** Exercise objective **
This task is to restate all of the entries exactly.

** Material for the task **

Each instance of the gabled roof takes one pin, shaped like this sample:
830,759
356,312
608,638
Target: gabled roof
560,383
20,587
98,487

** Expected output **
Each instance of the gabled roof takes one pin, shaped like this sample:
830,759
356,312
608,638
Target: gabled roof
560,383
20,587
98,487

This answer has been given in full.